The feeling that lived inside of me during those two days is hard to explain. Every thought that hung in my brain manifested itself somatically in my body. My skin simmered and my gut burned on a constant medium. My breaths drew little air and my throat grew thin with the unrelenting fist of unending anticipation. In the rational brain, my fear didn’t derive from rockets because I knew they wouldn’t come to Jerusalem. I knew my real security risk was terrorists who would feel emboldened to commit stabbing attacks in light of Israeli retaliation, but, I wasn’t so afraid of that either. To an extent, these feelings came from a conflict within; In light of the bloodshed and propaganda wars that ensued over the hours following Al Atas killing, I forced myself to reexamine my positions and question which side was in the right. Didn’t Israel start this fight? How can I support Israel’s military campaign when they kill innocent people? To what extent can I trust Palestinian media? By the same token, to what extent can I trust Israeli media?

━━━━━━

• **Direction**
Write the next part of the personal account of those two days in Jerusalem, starting after its final sentence.

• **Detection annotation records**
━━━━━━

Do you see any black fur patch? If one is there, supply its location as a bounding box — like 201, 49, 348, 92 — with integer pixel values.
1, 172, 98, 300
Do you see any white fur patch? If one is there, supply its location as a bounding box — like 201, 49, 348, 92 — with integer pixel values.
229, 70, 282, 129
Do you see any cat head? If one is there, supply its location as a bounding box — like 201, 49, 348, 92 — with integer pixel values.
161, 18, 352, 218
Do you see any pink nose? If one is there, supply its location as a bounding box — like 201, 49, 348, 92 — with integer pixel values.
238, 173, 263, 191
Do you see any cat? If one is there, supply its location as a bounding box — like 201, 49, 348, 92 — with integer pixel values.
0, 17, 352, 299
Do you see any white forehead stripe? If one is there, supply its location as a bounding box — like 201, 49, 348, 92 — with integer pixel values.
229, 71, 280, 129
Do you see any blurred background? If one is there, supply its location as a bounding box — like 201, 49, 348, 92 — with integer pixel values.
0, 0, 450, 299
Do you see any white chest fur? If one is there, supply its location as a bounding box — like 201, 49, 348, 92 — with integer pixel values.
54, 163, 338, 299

━━━━━━

• **The output**
That morning, after reviewing emergency procedures on how to take brace position and where to find shelter in public areas, we took a Tiyull (trip) to East Jerusalem with an organization that advocated Palestinian rights. Needless to say, it was hard for many to sympathize with the Palestinian cause on the day when a militant Palestinian faction from the South was attacking Israeli civilians. As my pocket vibrated, I learned the background of Palestinian anger in Jerusalem and was faced with navigating the uncomfortable middle ground of supporting Palestinian self determination and their right to protest while opposing terrorism and violence. Speaking in generalization; My ‘terrorism and violence’ is often viewed ‘armed resistance’ against an oppressive power. When civil resistance doesn’t work, I can understand the impulse to violence but terrorist acts are not armed resistance; Targeting civilians is to wage an offensive war against a defenseless cohort.
As the west awoke It was midday here, and Israel had already committed retaliatory strikes against terror targets. I noticed the common trend that western media only reports on the conflict when Israel is involved. No western media reporting happened between after Al- Ata’s killing and when Israel hit terror targets in retaliation, despite the fact that the PIJ had launched over sixty rockets at civilians.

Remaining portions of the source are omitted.